_WORK TO BE COMPLETED_
Type out the data again, word for word and in full.

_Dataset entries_
BEGIN
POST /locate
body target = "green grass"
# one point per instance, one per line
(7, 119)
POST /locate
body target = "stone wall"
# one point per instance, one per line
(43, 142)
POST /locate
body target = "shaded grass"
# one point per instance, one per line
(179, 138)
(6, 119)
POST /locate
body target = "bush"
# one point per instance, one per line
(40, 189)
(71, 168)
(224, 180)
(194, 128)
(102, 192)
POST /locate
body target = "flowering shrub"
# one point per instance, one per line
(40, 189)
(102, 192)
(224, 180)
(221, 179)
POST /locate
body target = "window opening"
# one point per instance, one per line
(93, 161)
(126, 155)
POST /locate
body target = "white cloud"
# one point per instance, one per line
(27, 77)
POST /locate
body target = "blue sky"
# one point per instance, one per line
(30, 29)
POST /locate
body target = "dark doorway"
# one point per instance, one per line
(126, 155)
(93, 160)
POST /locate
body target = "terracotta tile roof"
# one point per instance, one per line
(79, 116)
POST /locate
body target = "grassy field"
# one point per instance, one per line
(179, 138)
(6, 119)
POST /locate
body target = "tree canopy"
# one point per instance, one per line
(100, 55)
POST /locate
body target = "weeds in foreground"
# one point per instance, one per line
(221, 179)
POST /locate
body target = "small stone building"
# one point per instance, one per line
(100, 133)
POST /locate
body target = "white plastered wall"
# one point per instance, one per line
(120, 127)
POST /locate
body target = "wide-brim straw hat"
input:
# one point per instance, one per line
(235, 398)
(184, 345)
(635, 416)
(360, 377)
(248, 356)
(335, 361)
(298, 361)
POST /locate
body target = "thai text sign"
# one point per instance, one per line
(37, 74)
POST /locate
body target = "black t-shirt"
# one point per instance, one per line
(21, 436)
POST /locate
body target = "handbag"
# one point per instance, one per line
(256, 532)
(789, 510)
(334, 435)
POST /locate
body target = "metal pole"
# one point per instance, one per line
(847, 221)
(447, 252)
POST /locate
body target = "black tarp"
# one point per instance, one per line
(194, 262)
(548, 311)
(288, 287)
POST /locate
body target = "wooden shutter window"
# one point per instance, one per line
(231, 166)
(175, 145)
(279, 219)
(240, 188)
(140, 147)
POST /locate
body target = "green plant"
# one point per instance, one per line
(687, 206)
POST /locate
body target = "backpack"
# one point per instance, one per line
END
_EXERCISE RESULT_
POST /locate
body target = "green grass"
# one point per instance, one per line
(7, 119)
POST /locate
body target = "stone wall"
# one point per instance, one per line
(43, 142)
POST /locate
body target = "shaded grass"
# one point per instance, one per line
(179, 138)
(6, 119)
POST /locate
body target = "bush"
# one point per instance, one per line
(40, 189)
(71, 168)
(224, 180)
(194, 128)
(102, 192)
POST /locate
body target = "flowering shrub"
# one point per instance, one per line
(40, 189)
(102, 192)
(224, 180)
(221, 179)
POST /locate
body target = "window opening"
# one point per instance, one per line
(93, 161)
(126, 155)
POST /locate
body target = "white cloud"
# one point per instance, one per line
(27, 77)
POST /locate
body target = "blue sky"
# one point per instance, one per line
(30, 29)
POST /locate
body target = "dark doorway"
# one point per instance, one per line
(126, 155)
(93, 160)
POST /locate
body target = "terracotta tile roof"
# one point per instance, one per line
(79, 116)
POST /locate
body target = "grassy field"
# one point per instance, one per line
(179, 138)
(6, 119)
POST /locate
body target = "tree canopy"
# one point per instance, one per line
(100, 55)
POST /locate
body target = "weeds in foreground"
# one point per instance, one per line
(221, 179)
POST /locate
body target = "small stone building"
# one point per instance, one per line
(100, 133)
POST /locate
body target = "white plastered wall"
# one point per instance, one per line
(120, 127)
POST /locate
body target = "wide-brim straw hat"
input:
# one point per instance, one per line
(235, 398)
(184, 345)
(635, 416)
(360, 377)
(248, 356)
(335, 361)
(298, 361)
POST /locate
body target = "thai text sign"
# one point per instance, one per line
(37, 74)
POST /locate
body target = "black t-shirt"
# one point per instance, one per line
(21, 436)
POST /locate
body target = "handbag"
# one point per instance, one per line
(256, 532)
(789, 510)
(334, 435)
POST /locate
body target = "metal pole"
# one point per instance, one per line
(847, 221)
(447, 252)
POST /locate
body target = "black tarp"
# one point per instance, one per line
(194, 262)
(548, 311)
(288, 287)
POST /locate
body target = "wooden shutter window"
# one point per instance, one per line
(231, 166)
(175, 145)
(279, 219)
(240, 188)
(140, 147)
POST /locate
body target = "green plant"
# one point per instance, one per line
(687, 206)
POST /locate
body target = "backpack"
# one point per instance, one per line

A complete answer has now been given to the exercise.